Every line of the material below that contains the string "MULTIPOLYGON" must appear in the answer.

+++ RECORDED INFORMATION +++

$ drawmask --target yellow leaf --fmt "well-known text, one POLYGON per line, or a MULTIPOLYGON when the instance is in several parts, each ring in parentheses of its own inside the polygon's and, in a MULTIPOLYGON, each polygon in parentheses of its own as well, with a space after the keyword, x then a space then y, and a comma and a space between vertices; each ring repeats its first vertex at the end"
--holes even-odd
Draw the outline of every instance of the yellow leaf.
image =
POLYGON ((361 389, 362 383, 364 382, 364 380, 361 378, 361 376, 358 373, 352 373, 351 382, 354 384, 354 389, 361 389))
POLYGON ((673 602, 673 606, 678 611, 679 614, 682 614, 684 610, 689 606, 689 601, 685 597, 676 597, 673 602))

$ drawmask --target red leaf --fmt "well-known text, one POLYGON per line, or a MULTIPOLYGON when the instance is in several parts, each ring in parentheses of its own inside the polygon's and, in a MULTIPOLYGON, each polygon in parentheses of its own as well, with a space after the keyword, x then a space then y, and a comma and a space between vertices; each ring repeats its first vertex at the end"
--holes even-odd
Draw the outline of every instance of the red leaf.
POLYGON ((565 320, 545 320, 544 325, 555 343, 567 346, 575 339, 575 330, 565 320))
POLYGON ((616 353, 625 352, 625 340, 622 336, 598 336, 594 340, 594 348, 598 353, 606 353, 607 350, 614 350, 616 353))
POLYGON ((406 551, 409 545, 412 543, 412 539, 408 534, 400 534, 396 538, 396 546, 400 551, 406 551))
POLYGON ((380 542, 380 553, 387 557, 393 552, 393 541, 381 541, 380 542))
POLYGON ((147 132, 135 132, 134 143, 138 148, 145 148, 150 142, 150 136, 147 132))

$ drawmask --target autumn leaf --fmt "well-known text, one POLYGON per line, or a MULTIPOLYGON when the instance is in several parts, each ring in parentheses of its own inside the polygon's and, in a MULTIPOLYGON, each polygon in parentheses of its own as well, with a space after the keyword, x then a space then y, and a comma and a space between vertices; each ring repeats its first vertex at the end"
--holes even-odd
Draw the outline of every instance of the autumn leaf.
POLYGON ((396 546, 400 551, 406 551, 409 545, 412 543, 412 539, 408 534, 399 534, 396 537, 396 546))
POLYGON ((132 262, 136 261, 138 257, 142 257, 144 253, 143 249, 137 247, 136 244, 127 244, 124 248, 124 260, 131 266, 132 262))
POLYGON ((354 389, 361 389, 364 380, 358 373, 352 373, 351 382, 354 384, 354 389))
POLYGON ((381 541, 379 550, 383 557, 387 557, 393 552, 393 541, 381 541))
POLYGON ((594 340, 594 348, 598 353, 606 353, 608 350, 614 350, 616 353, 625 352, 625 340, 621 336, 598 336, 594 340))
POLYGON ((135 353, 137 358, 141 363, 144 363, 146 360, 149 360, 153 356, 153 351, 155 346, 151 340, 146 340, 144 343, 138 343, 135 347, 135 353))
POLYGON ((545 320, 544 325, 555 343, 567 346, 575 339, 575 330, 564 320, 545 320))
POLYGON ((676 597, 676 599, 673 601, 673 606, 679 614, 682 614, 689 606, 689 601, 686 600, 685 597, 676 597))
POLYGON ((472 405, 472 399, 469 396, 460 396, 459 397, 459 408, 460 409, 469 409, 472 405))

+++

• **WRITTEN RESPONSE**:
$ drawmask --target yellow leaf --fmt "well-known text, one POLYGON per line, or a MULTIPOLYGON when the instance is in several parts, each ring in parentheses of its own inside the polygon's and, in a MULTIPOLYGON, each polygon in parentheses of its own as well, with a space after the keyword, x then a space then y, and a comma and a space between vertices; each ring repeats its first vertex at the end"
$ drawmask --target red leaf --fmt "well-known text, one POLYGON per line, or a MULTIPOLYGON when the instance is in several parts, each ring in parentheses of its own inside the polygon's and, in a MULTIPOLYGON, each polygon in parentheses of its own as well, with a space after the keyword, x then a space then y, and a comma and a space between vertices; each ring repeats its first vertex at the end"
$ drawmask --target autumn leaf --fmt "well-known text, one POLYGON per line, or a MULTIPOLYGON when the instance is in several parts, each ring in parentheses of its own inside the polygon's and, in a MULTIPOLYGON, each polygon in parentheses of its own as well, with a space after the keyword, x then a space then y, and a comma and a space between vertices; each ring repeats its first vertex at the end"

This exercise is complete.